((

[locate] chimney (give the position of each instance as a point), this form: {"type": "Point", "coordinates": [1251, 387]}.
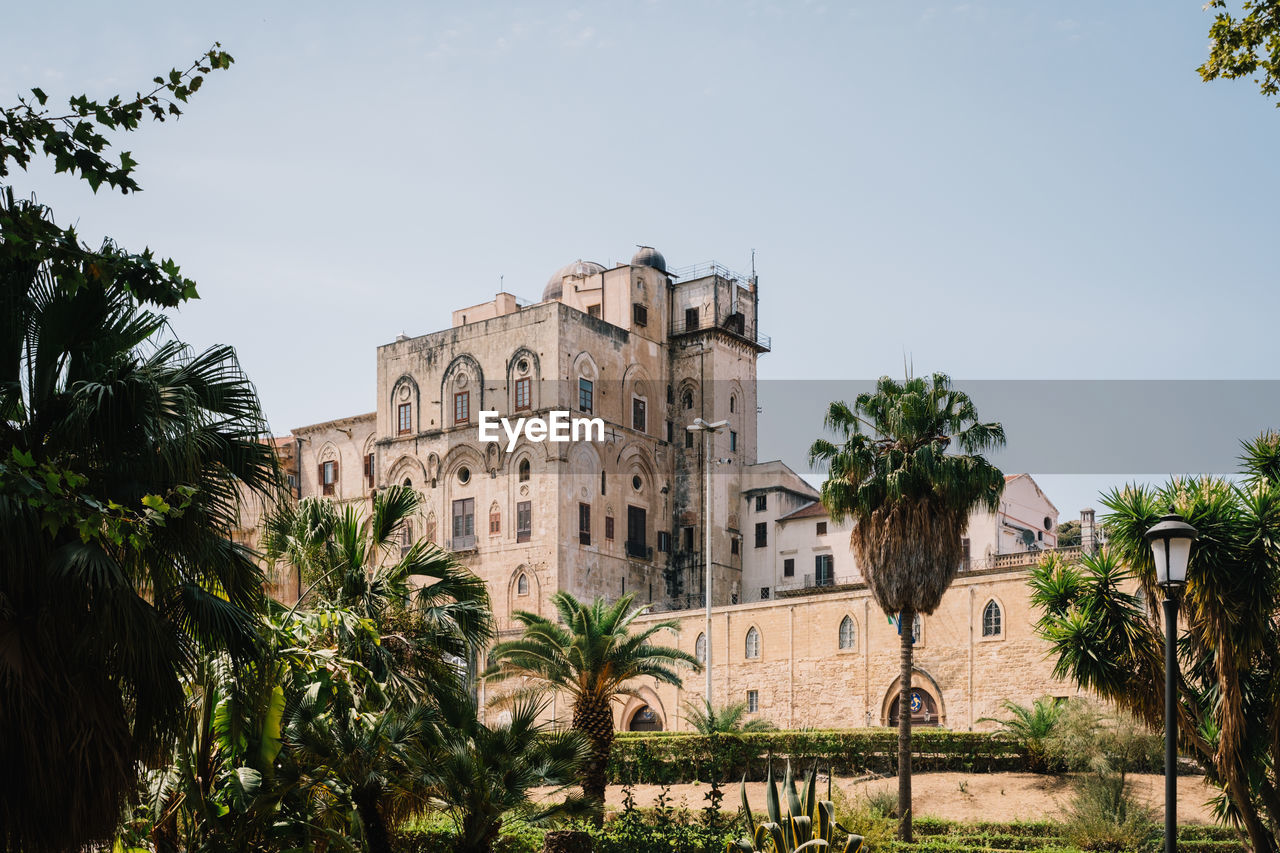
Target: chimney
{"type": "Point", "coordinates": [1088, 532]}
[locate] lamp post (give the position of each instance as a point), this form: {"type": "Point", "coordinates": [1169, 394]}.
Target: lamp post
{"type": "Point", "coordinates": [700, 425]}
{"type": "Point", "coordinates": [1171, 547]}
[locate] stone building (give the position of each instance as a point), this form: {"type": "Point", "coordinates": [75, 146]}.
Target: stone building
{"type": "Point", "coordinates": [647, 350]}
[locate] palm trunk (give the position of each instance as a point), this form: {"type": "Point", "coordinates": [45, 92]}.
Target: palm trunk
{"type": "Point", "coordinates": [595, 720]}
{"type": "Point", "coordinates": [371, 819]}
{"type": "Point", "coordinates": [906, 623]}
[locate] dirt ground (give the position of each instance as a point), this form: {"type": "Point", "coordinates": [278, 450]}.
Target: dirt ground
{"type": "Point", "coordinates": [961, 797]}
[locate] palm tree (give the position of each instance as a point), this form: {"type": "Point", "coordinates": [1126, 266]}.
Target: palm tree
{"type": "Point", "coordinates": [432, 612]}
{"type": "Point", "coordinates": [725, 720]}
{"type": "Point", "coordinates": [364, 758]}
{"type": "Point", "coordinates": [479, 775]}
{"type": "Point", "coordinates": [592, 655]}
{"type": "Point", "coordinates": [908, 469]}
{"type": "Point", "coordinates": [124, 460]}
{"type": "Point", "coordinates": [1111, 642]}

))

→ **WHAT YOU HAVE TO DO**: Please repeat all of the data above word for word, leaving out the picture.

→ **RESPONSE TO THIS EXERCISE**:
[locate] chimney (give the position of each instance as a point), this form: {"type": "Point", "coordinates": [1251, 387]}.
Target: chimney
{"type": "Point", "coordinates": [1088, 532]}
[locate] lamp post (give the position of each instance as a point), this form: {"type": "Point", "coordinates": [1169, 394]}.
Target: lamp post
{"type": "Point", "coordinates": [700, 425]}
{"type": "Point", "coordinates": [1171, 547]}
[locate] stone building (give the position of each instance as a point), this form: {"type": "Point", "coordinates": [75, 146]}.
Target: stone building
{"type": "Point", "coordinates": [647, 350]}
[locate] palm trunk (give the position of each instance as a point), this form: {"type": "Point", "coordinates": [45, 92]}.
Target: palm trunk
{"type": "Point", "coordinates": [595, 720]}
{"type": "Point", "coordinates": [371, 819]}
{"type": "Point", "coordinates": [906, 623]}
[locate] dirt ground (give the position of each instance as a point), this form: {"type": "Point", "coordinates": [278, 450]}.
Target: dirt ground
{"type": "Point", "coordinates": [961, 797]}
[locate] palm tree (give the position of each instance as a point), this form: {"type": "Point", "coordinates": [1126, 266]}.
Target: palm tree
{"type": "Point", "coordinates": [432, 612]}
{"type": "Point", "coordinates": [725, 720]}
{"type": "Point", "coordinates": [364, 758]}
{"type": "Point", "coordinates": [479, 775]}
{"type": "Point", "coordinates": [592, 655]}
{"type": "Point", "coordinates": [908, 469]}
{"type": "Point", "coordinates": [124, 460]}
{"type": "Point", "coordinates": [1111, 642]}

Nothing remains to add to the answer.